Problem details →
The string "positive" may appear in lines of the listing. Report each line where it does.
# # # # # # #
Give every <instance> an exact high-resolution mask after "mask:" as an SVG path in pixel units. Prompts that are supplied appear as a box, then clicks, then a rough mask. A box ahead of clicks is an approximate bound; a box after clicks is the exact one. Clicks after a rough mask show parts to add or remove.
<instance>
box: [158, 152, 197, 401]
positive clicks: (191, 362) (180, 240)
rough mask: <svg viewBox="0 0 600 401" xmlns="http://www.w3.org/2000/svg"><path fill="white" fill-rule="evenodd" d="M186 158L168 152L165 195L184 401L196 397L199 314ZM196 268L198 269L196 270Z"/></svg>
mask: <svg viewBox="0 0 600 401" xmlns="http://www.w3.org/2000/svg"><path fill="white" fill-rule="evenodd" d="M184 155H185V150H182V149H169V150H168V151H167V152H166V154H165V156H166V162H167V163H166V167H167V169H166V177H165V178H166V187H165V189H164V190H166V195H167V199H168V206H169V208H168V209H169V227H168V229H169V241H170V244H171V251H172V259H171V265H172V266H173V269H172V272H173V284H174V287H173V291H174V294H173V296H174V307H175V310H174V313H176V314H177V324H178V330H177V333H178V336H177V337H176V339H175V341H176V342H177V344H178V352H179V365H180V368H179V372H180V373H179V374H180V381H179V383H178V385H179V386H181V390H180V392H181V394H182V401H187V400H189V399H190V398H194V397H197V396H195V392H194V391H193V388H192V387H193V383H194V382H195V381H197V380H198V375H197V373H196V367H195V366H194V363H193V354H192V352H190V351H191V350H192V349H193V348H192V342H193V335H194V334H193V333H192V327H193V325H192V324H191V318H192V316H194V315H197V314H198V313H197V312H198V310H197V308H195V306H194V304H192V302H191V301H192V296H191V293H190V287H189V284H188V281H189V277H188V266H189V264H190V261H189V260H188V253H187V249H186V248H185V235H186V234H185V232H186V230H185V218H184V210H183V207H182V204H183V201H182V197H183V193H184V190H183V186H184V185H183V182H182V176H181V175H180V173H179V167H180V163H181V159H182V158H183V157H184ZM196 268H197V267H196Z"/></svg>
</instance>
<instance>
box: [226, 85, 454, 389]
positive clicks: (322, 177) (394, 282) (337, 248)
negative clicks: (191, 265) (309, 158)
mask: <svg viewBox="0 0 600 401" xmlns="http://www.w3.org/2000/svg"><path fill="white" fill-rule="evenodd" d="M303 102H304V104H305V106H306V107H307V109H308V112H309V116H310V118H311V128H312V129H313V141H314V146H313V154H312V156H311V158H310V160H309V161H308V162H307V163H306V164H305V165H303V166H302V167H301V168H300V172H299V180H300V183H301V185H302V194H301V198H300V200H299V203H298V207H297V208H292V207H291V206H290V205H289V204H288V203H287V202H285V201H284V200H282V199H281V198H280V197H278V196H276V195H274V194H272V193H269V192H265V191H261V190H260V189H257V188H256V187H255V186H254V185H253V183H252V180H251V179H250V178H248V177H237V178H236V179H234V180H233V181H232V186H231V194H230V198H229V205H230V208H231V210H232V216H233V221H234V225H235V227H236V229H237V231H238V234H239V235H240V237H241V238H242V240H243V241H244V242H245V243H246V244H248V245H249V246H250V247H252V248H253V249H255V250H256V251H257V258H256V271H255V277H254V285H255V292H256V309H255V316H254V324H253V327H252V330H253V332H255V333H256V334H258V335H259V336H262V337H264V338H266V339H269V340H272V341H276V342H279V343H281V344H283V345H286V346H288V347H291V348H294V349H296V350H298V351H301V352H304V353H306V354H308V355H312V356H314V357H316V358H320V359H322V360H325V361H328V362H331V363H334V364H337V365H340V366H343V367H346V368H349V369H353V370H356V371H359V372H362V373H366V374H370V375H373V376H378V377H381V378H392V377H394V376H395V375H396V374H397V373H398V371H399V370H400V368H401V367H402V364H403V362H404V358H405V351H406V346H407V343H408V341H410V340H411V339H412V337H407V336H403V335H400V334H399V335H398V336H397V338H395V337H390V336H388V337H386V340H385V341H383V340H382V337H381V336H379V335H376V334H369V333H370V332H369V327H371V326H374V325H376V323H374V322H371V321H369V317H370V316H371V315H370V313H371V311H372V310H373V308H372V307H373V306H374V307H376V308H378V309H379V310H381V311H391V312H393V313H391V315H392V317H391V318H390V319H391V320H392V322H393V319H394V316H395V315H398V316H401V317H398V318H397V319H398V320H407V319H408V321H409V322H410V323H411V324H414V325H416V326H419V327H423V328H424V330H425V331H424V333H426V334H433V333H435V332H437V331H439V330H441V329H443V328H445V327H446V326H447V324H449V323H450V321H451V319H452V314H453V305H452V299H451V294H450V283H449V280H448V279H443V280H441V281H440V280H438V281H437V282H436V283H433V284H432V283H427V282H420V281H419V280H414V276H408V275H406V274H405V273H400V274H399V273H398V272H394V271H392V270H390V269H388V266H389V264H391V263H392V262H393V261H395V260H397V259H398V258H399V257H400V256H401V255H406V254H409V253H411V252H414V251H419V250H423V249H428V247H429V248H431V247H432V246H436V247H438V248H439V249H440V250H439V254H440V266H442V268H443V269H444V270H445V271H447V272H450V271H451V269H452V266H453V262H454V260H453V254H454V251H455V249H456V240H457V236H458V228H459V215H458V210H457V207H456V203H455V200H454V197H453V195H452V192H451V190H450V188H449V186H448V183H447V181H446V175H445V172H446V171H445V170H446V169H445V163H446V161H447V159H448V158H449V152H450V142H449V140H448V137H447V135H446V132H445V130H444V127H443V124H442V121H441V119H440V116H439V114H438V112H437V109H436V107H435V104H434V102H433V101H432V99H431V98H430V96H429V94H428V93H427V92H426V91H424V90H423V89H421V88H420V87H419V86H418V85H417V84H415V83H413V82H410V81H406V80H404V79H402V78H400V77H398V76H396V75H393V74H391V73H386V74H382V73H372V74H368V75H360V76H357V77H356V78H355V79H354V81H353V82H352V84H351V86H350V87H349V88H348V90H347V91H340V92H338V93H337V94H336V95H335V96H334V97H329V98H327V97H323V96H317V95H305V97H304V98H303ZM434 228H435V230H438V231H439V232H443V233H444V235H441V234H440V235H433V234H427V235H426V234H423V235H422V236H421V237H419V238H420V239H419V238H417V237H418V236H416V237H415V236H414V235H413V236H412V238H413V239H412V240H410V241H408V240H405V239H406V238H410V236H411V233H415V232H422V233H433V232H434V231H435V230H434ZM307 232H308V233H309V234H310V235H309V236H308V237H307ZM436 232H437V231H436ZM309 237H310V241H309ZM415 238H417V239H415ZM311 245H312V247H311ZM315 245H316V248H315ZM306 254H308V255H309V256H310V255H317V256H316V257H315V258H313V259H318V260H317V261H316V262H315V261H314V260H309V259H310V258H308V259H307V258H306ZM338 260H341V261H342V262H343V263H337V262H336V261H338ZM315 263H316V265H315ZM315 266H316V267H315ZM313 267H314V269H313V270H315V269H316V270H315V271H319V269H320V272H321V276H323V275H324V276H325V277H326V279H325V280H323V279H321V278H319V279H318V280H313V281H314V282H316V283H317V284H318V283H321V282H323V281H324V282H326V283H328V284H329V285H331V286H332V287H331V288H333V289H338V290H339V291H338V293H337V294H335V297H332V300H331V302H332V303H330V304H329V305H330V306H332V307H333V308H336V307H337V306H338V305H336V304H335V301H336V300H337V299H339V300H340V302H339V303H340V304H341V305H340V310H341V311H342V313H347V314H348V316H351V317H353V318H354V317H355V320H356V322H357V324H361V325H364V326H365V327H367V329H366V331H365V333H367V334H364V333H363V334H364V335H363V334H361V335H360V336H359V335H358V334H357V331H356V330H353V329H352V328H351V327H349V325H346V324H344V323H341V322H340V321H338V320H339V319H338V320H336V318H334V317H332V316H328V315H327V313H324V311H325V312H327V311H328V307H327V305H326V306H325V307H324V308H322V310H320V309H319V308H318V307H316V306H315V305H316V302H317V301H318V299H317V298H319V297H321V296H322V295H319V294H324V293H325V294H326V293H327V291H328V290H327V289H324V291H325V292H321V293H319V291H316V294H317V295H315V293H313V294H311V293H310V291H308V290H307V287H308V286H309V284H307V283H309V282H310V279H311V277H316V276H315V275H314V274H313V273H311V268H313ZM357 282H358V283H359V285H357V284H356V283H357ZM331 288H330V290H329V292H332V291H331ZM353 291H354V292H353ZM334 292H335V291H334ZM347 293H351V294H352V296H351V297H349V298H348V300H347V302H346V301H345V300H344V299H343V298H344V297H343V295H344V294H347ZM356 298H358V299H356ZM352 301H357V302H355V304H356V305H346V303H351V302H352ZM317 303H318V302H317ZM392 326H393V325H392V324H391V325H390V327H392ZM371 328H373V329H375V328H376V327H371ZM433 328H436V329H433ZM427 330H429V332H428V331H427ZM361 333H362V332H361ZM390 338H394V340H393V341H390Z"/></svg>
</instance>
# # # # # # #
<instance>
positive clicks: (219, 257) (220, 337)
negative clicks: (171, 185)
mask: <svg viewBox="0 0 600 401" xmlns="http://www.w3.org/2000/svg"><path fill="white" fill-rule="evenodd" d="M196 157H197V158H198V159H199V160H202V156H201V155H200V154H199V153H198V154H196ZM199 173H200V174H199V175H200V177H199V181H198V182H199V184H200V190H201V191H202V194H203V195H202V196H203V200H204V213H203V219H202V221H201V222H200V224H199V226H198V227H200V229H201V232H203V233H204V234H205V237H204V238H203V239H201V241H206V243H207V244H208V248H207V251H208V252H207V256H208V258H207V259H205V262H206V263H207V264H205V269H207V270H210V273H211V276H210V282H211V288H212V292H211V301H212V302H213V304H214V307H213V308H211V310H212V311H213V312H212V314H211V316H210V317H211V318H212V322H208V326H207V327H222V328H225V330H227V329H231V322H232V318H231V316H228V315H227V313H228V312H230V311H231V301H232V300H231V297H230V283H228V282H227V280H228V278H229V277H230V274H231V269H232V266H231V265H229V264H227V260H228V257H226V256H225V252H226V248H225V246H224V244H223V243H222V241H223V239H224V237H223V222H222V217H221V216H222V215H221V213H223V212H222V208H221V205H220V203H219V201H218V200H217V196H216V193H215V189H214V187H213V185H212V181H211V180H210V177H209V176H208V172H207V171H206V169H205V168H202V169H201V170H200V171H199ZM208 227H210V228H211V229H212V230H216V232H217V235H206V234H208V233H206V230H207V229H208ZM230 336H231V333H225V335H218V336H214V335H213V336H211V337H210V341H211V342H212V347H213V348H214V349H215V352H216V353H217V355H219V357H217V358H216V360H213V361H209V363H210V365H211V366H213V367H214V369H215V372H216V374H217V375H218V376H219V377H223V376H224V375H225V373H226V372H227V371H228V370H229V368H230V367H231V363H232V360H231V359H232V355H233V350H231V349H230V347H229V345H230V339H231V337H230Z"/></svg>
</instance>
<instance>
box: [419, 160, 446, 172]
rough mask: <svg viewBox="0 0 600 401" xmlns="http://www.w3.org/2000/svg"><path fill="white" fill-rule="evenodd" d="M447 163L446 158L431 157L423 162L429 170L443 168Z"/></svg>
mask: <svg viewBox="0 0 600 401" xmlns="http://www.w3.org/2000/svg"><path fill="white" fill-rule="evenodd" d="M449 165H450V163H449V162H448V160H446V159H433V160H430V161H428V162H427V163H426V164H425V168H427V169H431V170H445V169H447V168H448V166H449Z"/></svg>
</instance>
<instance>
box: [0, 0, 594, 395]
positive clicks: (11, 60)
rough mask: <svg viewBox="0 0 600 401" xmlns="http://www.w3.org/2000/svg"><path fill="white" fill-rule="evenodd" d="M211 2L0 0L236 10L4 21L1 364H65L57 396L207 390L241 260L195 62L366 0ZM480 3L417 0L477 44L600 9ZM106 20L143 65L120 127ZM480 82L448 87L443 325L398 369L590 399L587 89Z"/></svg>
# # # # # # #
Solution for this task →
positive clicks: (191, 362) (180, 240)
positive clicks: (322, 177) (394, 282) (337, 248)
positive clicks: (219, 257) (220, 337)
positive clicks: (11, 60)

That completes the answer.